-- start --
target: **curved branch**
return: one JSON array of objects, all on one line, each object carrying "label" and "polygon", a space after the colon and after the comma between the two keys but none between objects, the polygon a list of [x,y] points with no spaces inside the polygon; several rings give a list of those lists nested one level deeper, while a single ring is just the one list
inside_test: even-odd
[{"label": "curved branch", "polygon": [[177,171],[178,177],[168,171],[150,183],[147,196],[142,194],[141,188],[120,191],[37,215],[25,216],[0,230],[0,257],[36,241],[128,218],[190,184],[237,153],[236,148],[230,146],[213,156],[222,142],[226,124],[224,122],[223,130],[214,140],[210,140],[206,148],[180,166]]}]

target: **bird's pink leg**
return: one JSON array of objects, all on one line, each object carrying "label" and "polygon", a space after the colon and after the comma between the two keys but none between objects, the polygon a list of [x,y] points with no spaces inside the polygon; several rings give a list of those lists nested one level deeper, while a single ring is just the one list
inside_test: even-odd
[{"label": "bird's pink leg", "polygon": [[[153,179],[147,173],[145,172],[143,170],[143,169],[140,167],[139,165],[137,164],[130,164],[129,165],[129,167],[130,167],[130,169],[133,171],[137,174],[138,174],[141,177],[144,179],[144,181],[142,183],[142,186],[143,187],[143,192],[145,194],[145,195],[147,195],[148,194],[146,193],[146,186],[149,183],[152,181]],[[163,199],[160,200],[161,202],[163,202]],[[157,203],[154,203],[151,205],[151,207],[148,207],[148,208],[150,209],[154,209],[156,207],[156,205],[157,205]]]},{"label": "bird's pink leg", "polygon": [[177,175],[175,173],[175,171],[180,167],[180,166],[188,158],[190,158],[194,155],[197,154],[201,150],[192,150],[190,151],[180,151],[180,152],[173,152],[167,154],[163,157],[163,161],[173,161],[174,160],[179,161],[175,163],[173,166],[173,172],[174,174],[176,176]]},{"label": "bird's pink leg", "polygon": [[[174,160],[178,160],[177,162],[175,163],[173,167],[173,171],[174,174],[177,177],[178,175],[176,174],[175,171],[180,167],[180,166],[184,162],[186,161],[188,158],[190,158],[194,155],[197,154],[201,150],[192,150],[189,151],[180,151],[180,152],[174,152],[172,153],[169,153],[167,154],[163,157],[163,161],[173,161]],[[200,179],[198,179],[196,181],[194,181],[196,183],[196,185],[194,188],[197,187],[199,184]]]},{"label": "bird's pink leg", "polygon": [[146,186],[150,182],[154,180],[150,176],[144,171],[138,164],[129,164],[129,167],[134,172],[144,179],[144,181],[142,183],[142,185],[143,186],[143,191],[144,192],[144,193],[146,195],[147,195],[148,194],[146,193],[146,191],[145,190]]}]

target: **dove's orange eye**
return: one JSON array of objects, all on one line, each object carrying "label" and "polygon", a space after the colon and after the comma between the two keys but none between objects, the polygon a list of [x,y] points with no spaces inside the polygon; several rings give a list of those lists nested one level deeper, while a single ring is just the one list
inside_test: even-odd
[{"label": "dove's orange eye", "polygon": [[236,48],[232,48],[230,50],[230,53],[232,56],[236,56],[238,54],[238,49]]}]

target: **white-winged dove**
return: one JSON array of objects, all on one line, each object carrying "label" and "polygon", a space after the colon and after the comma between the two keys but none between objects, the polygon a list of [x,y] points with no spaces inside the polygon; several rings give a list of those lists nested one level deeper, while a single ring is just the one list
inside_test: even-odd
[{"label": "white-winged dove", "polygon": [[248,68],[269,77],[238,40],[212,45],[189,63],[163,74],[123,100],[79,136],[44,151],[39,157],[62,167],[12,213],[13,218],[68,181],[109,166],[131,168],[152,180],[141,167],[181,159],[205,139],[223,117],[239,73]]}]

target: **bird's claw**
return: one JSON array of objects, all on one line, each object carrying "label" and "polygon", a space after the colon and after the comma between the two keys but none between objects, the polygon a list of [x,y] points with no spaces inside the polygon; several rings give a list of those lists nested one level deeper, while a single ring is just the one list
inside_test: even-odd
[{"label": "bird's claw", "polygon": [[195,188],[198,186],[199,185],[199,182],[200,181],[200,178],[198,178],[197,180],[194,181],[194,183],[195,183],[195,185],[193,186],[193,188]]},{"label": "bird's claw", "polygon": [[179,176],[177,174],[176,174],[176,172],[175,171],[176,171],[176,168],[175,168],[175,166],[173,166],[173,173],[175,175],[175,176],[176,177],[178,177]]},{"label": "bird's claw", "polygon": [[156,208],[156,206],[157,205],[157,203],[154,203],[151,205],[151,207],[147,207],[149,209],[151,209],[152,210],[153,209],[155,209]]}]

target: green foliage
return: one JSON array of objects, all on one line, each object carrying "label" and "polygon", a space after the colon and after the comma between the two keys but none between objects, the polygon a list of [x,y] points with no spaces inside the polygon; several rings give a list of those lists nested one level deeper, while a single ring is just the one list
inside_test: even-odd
-- end --
(Job)
Rewrite all the rows above, changing every "even-odd" to "nonzero" and leaving everything else as it is.

(Response to this exercise)
target: **curved branch**
return: one JSON array of objects, all on one line, each object carrying "label" and "polygon", a space after the colon and after the comma between the two keys but none between objects, the polygon a list of [x,y] points with no spaces inside the polygon; several rings give a list of those lists nested one level deeper, while a single ring is just the one list
inside_test: nonzero
[{"label": "curved branch", "polygon": [[177,171],[178,177],[168,171],[150,183],[147,196],[142,194],[141,188],[120,191],[37,215],[25,216],[0,230],[0,257],[36,241],[128,218],[190,184],[237,153],[236,148],[230,146],[213,156],[222,142],[226,124],[224,122],[223,130],[214,140],[210,140],[206,148],[180,166]]}]

target: **bird's pink leg**
return: one JSON array of objects, all on one line, each object carrying "label" and "polygon", a space after the colon and after the comma between the two keys but none between objects, the polygon a list of [x,y] points with no spaces inside the polygon; several rings give a list of those lists nested one level deeper, while a single ring is just the one list
inside_test: nonzero
[{"label": "bird's pink leg", "polygon": [[[153,179],[147,173],[145,172],[143,170],[143,169],[140,167],[139,165],[137,164],[130,164],[129,165],[129,167],[130,167],[130,169],[133,171],[137,174],[138,174],[141,177],[144,179],[144,181],[142,183],[142,186],[143,187],[143,192],[145,194],[145,195],[147,195],[148,194],[146,193],[146,186],[149,183],[152,181]],[[163,199],[160,200],[161,202],[163,202]],[[157,203],[154,203],[151,205],[151,207],[148,207],[148,208],[150,209],[154,209],[156,207],[156,205],[157,205]]]},{"label": "bird's pink leg", "polygon": [[177,175],[175,173],[175,171],[180,167],[180,166],[188,158],[190,158],[194,155],[197,154],[201,150],[192,150],[190,151],[180,151],[180,152],[173,152],[167,154],[163,157],[163,161],[173,161],[174,160],[179,161],[175,163],[173,166],[173,172],[174,174],[176,176]]},{"label": "bird's pink leg", "polygon": [[[174,160],[178,160],[177,162],[175,163],[173,167],[173,171],[174,174],[177,177],[178,175],[176,174],[175,171],[180,167],[180,166],[184,162],[186,161],[188,158],[190,158],[194,155],[197,154],[201,150],[192,150],[189,151],[180,151],[180,152],[174,152],[172,153],[169,153],[167,154],[163,157],[163,161],[173,161]],[[200,179],[198,179],[196,181],[194,181],[196,183],[196,185],[194,188],[197,187],[199,184]]]},{"label": "bird's pink leg", "polygon": [[146,186],[150,182],[154,180],[150,176],[144,171],[138,164],[129,164],[129,167],[134,172],[144,179],[144,181],[142,183],[142,185],[143,186],[143,191],[144,192],[144,193],[146,195],[147,195],[148,194],[146,193],[146,191],[145,190]]}]

target: **dove's orange eye**
return: one JSON array of objects, all on one line, each object carrying "label" and "polygon", a space after the colon and after the comma between the two keys but none between objects, the polygon a list of [x,y] points with no spaces inside the polygon; several rings give a list of those lists nested one level deeper, while a single ring is just the one list
inside_test: nonzero
[{"label": "dove's orange eye", "polygon": [[236,48],[232,48],[230,50],[230,53],[232,56],[236,56],[238,54],[238,49]]}]

target: **white-winged dove**
return: one JSON array of objects, all on one line, each object carrying "label" and "polygon", a space after the colon and after the comma between the two keys but none between objects, the polygon a list of [x,y] points with no spaces inside the polygon; several rings give a list of those lists nested one level deeper, while a single ring is just the one list
inside_test: nonzero
[{"label": "white-winged dove", "polygon": [[248,68],[269,77],[238,40],[212,45],[189,63],[163,74],[123,100],[79,136],[44,151],[39,157],[62,167],[12,213],[13,218],[68,181],[109,166],[131,168],[152,180],[141,167],[181,159],[205,139],[223,117],[239,73]]}]

target: **bird's claw**
return: one JSON array of objects, all on one line, each object carrying "label" and "polygon", a space after the colon and after the comma between the two keys but none between objects, the polygon a list of [x,y] points with no spaces inside the polygon; several rings give a list of those lists nested one level deeper, while a single ring is just the one list
inside_test: nonzero
[{"label": "bird's claw", "polygon": [[195,188],[198,186],[199,185],[199,182],[200,181],[200,178],[198,178],[197,180],[194,181],[194,183],[195,183],[195,185],[193,186],[193,188]]},{"label": "bird's claw", "polygon": [[179,176],[177,174],[176,174],[176,172],[175,171],[176,171],[176,168],[175,168],[175,166],[173,166],[173,173],[175,175],[175,176],[176,177],[178,177]]},{"label": "bird's claw", "polygon": [[156,208],[156,206],[157,205],[157,203],[154,203],[151,205],[151,207],[147,207],[149,209],[151,209],[152,210],[153,209],[155,209]]}]

target: green foliage
return: one JSON array of objects, all on one line, each object carrying "label" and "polygon", a space after the colon and after the comma between the two keys but none between objects, the polygon a list of [x,y] points with no spaces inside the polygon; several rings give a list of those lists nested one level deeper, while a single ring is just the one list
inside_test: nonzero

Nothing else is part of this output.